Material provided:
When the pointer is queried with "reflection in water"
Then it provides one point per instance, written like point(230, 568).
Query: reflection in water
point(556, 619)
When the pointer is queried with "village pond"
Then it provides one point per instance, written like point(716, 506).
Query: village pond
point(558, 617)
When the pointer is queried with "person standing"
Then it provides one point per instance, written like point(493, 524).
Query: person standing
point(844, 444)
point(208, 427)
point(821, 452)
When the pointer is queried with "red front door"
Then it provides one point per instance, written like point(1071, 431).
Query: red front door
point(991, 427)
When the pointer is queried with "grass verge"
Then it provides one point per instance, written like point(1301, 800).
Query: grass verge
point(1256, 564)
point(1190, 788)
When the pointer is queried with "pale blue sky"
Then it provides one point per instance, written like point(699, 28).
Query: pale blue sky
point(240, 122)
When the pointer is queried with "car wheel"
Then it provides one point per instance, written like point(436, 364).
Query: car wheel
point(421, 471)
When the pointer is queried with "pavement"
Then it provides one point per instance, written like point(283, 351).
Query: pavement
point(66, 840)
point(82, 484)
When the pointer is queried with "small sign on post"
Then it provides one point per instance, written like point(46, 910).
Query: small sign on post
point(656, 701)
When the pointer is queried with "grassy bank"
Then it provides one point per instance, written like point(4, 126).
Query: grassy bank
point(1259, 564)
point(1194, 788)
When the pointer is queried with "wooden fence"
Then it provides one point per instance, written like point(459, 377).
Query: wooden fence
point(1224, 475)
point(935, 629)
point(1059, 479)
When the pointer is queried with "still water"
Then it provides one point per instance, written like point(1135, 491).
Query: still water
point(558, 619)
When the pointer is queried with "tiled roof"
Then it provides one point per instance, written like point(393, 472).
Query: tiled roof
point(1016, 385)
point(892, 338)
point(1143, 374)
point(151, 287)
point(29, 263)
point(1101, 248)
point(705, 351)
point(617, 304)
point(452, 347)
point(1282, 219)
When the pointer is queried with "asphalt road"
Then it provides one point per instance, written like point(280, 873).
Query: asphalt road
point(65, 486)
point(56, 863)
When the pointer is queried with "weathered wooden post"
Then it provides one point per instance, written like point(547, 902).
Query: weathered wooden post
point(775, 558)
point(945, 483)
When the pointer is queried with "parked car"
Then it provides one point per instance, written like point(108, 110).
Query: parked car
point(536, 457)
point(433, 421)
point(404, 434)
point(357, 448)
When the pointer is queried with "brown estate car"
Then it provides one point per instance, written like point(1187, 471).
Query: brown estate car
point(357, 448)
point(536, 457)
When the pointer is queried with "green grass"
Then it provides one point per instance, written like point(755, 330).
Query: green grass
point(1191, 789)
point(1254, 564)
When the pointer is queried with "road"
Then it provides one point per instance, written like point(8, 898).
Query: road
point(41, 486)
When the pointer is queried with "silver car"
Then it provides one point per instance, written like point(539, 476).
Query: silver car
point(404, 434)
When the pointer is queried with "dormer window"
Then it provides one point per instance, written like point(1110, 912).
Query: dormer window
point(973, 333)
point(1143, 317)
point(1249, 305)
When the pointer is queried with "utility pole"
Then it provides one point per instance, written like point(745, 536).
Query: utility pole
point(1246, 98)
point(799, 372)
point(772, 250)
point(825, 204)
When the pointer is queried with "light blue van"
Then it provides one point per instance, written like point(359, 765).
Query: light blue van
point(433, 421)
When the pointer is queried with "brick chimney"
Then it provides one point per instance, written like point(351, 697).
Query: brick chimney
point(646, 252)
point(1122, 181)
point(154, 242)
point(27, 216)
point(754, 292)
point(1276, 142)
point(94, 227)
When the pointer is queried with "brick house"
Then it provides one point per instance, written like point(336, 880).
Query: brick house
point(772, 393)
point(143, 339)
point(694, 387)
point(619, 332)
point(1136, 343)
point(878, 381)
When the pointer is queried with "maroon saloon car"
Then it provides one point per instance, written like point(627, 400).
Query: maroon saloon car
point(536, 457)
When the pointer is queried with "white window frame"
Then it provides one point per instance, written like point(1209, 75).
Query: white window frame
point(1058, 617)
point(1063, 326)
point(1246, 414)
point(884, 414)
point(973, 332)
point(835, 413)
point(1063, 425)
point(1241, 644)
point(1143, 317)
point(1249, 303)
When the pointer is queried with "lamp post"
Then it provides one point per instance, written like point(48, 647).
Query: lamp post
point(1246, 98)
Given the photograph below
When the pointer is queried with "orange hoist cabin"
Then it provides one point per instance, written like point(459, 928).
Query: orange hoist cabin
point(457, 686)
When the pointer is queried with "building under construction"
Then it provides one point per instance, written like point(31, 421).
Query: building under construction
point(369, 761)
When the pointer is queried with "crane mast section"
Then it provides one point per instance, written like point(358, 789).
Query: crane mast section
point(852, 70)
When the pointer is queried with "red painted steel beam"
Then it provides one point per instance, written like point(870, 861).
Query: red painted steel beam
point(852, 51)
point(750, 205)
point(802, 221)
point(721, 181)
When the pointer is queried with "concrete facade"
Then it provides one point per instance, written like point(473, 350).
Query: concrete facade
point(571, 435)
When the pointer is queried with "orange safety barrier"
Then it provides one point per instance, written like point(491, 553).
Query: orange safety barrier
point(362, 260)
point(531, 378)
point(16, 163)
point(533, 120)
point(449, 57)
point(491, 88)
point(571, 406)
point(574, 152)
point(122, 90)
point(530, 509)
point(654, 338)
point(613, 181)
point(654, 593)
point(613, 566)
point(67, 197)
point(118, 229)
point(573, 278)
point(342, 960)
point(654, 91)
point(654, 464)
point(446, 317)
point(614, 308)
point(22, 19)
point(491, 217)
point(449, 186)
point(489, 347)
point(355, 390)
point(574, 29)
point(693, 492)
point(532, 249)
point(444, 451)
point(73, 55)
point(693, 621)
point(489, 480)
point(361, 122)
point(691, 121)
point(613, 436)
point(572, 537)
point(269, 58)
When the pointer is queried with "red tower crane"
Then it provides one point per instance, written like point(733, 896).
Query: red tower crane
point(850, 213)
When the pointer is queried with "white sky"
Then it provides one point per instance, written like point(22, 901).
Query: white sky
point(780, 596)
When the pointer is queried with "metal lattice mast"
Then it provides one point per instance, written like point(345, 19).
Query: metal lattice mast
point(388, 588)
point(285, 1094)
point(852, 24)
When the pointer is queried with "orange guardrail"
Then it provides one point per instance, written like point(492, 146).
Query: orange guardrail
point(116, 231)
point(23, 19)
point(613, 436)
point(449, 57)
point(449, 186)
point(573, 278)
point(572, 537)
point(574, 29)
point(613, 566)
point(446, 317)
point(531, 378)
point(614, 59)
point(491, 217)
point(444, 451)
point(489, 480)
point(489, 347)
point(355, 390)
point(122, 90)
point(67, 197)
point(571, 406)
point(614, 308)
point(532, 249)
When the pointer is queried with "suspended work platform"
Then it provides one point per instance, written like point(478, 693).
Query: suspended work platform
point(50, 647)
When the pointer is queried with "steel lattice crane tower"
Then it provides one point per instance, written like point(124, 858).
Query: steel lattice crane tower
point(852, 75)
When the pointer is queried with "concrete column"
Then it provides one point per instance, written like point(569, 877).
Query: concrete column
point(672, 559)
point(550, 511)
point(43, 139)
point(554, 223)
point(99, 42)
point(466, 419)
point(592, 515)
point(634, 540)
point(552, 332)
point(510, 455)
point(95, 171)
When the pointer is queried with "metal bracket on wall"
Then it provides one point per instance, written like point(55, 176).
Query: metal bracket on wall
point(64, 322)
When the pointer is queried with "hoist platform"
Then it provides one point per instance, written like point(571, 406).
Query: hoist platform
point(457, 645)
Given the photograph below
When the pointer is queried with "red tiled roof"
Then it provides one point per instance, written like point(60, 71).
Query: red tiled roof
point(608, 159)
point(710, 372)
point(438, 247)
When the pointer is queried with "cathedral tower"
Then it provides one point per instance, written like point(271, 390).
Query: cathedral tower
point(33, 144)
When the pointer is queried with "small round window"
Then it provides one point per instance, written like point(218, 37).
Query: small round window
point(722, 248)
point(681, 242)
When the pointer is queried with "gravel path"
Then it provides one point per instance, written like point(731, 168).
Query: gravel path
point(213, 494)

Exercise aim: Lay out the lines from the first line of the items through the line containing "point(556, 619)", inclusive, as a numbered list with blank lines omitted.

Problem solution:
1. When the pointer is queried with "reflection in water"
2. Then it provides one point per instance, written like point(230, 568).
3. Query: reflection in water
4. point(556, 619)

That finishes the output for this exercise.